Data excerpts

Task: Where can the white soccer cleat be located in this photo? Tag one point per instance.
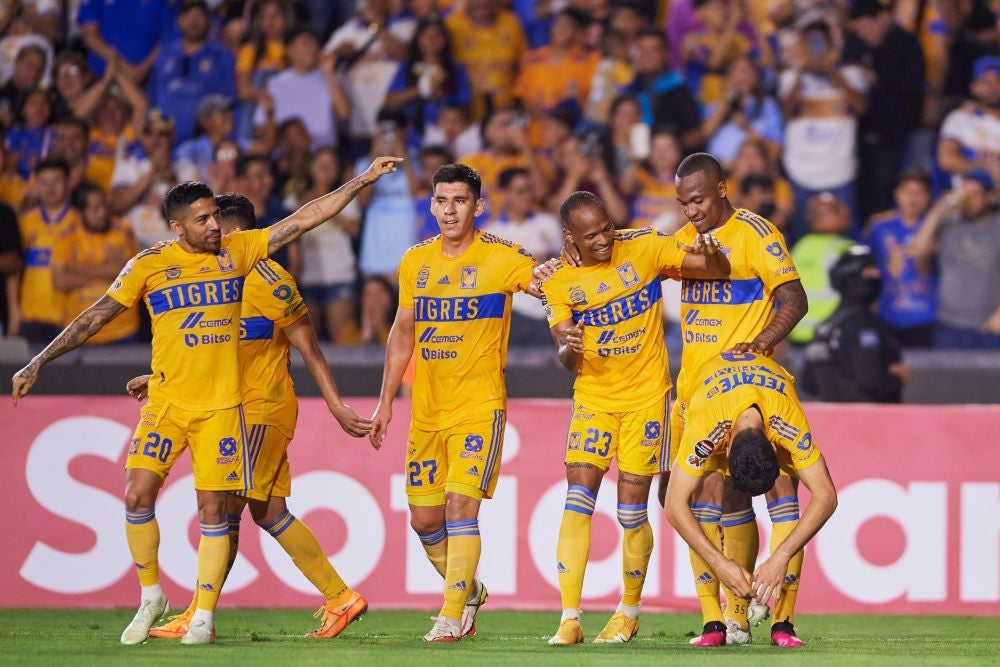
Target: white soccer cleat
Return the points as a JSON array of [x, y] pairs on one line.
[[200, 632], [150, 611], [472, 605], [735, 634], [757, 613]]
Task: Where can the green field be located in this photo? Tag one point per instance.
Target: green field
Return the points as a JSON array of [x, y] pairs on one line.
[[387, 638]]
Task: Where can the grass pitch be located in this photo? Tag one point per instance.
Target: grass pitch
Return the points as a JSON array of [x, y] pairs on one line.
[[250, 637]]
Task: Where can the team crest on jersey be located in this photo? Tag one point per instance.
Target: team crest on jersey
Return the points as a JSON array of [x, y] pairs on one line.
[[225, 260], [423, 275], [628, 275], [574, 442], [469, 277]]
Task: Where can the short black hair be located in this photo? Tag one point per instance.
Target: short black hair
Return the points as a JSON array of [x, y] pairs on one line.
[[697, 162], [578, 200], [51, 163], [508, 175], [752, 462], [183, 195], [457, 172], [239, 209], [81, 192]]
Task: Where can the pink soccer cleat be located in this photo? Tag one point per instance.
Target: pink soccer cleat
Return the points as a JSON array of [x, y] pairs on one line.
[[714, 634], [783, 635]]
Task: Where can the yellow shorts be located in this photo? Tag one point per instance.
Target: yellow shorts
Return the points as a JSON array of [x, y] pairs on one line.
[[462, 459], [677, 420], [267, 449], [639, 440], [216, 440]]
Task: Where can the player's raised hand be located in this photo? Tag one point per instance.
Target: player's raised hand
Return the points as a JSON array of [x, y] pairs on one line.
[[735, 578], [23, 381], [351, 422], [573, 337], [138, 387], [383, 165], [380, 425], [768, 577]]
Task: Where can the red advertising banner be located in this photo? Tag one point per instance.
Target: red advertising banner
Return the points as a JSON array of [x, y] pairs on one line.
[[917, 529]]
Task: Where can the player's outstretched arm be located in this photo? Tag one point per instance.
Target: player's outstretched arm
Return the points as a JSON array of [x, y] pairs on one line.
[[768, 576], [679, 491], [705, 259], [569, 343], [398, 350], [302, 336], [86, 324], [321, 209], [792, 307]]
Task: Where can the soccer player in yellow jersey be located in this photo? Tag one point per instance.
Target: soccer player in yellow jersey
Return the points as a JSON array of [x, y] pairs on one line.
[[193, 288], [607, 321], [750, 312], [454, 315], [744, 419], [272, 317]]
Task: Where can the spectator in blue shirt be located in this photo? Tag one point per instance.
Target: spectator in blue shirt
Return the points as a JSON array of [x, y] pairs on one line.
[[907, 302], [189, 69], [130, 29]]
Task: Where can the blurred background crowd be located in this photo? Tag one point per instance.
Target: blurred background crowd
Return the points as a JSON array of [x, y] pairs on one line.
[[840, 121]]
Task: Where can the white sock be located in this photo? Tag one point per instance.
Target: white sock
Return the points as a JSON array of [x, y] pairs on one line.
[[631, 612], [151, 592], [201, 615]]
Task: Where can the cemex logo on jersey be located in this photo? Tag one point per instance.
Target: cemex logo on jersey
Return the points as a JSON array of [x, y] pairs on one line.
[[430, 336]]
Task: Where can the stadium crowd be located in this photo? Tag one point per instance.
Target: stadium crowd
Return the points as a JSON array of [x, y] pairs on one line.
[[839, 121]]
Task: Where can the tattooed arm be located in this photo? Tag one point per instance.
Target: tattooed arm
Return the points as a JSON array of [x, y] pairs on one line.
[[319, 210], [792, 307], [86, 324]]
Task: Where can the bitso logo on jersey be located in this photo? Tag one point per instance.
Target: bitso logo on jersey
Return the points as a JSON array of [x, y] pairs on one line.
[[225, 260]]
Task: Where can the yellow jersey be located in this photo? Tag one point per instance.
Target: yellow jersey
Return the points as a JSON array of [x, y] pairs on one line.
[[194, 302], [271, 302], [625, 359], [727, 385], [717, 314], [40, 233], [462, 311], [86, 248], [490, 55]]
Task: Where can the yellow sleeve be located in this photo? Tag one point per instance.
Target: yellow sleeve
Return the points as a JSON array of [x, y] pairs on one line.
[[130, 284], [279, 301], [406, 279]]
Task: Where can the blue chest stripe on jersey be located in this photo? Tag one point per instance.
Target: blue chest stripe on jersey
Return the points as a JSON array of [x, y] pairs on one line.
[[38, 257], [623, 308], [459, 308], [729, 292], [256, 328], [194, 295]]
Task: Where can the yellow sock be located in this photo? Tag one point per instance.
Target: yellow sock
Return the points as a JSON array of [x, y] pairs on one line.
[[213, 551], [573, 547], [705, 581], [784, 517], [300, 543], [464, 547], [436, 547], [636, 549], [740, 542], [142, 533]]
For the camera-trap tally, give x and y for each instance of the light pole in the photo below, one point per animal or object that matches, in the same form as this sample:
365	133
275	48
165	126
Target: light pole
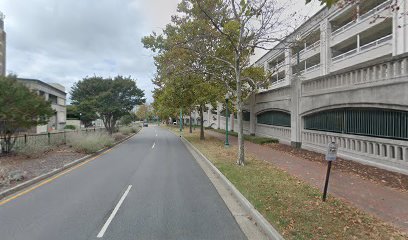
226	120
80	115
181	120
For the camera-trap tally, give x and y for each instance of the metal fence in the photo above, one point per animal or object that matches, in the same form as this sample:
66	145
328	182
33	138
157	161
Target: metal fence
46	139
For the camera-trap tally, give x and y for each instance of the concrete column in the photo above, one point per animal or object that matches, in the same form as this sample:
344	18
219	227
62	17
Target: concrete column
400	28
218	115
325	54
252	117
209	115
358	42
295	119
288	65
232	121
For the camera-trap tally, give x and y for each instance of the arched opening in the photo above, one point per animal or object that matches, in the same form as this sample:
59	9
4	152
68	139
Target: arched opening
384	123
276	118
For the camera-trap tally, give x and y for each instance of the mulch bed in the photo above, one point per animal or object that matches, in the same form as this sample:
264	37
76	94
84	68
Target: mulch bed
391	179
35	166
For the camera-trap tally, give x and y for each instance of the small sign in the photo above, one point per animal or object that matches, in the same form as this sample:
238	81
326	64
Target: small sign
331	154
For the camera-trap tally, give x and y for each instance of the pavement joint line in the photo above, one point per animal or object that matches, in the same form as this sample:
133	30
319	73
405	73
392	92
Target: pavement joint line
115	210
45	178
260	221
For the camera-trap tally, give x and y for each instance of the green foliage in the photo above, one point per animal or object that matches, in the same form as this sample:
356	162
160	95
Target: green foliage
90	142
109	98
32	150
254	139
144	111
70	127
82	112
329	3
21	109
127	119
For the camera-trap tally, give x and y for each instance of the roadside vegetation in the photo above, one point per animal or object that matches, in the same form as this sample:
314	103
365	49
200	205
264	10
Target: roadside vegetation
292	206
254	139
90	142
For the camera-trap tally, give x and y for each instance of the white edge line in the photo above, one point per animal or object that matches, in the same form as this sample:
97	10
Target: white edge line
115	210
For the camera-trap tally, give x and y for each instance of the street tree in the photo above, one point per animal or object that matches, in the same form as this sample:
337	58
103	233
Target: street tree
20	110
144	112
184	79
109	98
236	29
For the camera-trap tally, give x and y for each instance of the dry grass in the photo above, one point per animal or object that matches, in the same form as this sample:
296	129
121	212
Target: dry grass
291	205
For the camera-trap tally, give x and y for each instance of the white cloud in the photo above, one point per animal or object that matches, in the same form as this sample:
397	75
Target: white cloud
63	40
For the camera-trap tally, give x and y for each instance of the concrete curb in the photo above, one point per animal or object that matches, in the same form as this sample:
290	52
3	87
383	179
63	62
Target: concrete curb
261	222
44	176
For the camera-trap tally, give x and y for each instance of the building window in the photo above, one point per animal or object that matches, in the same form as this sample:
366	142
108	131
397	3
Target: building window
373	122
275	118
53	99
246	116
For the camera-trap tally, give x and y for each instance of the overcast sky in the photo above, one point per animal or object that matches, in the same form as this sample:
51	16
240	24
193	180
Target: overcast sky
64	41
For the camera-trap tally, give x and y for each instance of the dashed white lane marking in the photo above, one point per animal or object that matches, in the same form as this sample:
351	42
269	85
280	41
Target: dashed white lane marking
115	210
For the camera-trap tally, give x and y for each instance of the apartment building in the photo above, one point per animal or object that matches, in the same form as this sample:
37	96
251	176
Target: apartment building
55	93
2	46
340	77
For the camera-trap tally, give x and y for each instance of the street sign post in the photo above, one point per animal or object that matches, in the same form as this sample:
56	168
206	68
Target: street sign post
331	155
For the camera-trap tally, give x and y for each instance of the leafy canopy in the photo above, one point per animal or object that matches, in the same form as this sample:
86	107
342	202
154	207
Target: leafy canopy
109	98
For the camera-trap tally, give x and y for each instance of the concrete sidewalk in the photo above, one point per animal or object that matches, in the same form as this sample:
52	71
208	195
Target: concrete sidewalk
386	203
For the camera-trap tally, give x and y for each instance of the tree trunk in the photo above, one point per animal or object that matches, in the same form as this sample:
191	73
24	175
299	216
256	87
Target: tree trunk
232	120
191	124
201	123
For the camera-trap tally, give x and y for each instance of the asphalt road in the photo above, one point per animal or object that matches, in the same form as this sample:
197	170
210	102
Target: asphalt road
149	187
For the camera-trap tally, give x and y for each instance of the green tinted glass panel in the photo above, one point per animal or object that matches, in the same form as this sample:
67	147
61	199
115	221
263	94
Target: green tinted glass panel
275	118
368	122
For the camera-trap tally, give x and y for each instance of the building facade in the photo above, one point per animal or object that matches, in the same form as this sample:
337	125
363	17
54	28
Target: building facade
55	93
2	46
340	77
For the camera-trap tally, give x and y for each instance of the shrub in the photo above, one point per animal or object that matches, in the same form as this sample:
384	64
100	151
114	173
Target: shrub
72	127
32	150
125	130
118	136
135	129
90	142
128	130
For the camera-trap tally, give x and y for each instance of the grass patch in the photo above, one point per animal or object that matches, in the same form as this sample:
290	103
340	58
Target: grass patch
289	204
254	139
90	142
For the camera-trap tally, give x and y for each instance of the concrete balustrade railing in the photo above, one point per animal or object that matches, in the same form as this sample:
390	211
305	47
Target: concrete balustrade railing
386	71
386	152
280	133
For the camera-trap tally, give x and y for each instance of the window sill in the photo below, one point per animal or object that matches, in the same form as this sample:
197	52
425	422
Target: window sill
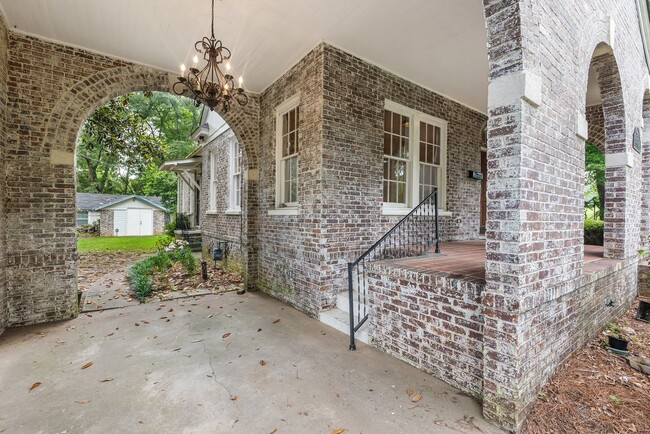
404	211
284	211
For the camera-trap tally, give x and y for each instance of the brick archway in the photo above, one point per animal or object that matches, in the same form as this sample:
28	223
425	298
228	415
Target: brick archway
78	102
645	167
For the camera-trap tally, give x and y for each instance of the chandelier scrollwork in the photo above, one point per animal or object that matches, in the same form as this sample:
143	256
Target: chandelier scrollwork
210	85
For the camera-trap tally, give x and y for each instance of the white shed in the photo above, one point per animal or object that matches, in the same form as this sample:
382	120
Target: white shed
132	216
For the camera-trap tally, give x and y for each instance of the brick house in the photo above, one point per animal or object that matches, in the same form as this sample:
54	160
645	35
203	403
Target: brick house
336	149
209	188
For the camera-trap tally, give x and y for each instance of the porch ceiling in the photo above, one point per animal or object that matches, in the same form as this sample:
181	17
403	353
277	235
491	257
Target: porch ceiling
439	44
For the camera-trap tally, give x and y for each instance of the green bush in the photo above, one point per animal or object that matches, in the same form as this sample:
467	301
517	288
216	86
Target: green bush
170	227
140	273
185	257
594	232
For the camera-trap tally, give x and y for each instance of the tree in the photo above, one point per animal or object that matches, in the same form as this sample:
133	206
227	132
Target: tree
115	143
124	141
595	174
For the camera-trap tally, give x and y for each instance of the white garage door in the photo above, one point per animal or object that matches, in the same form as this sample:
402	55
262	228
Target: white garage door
119	222
139	222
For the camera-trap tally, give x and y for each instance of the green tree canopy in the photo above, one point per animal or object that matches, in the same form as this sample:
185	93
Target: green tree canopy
124	141
595	174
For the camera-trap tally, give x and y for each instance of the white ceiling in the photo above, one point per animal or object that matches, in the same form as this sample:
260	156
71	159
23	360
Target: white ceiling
439	44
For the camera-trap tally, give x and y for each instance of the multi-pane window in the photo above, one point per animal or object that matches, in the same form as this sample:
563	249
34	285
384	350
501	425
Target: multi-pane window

**ASSIGNMENT**
In the entries above, locate every line with the word "advertising" and copy it.

**RESPONSE TO THIS TASK**
Task: Where can the red advertising banner be located in this photo? Tag one point per instance.
Target: red advertising banner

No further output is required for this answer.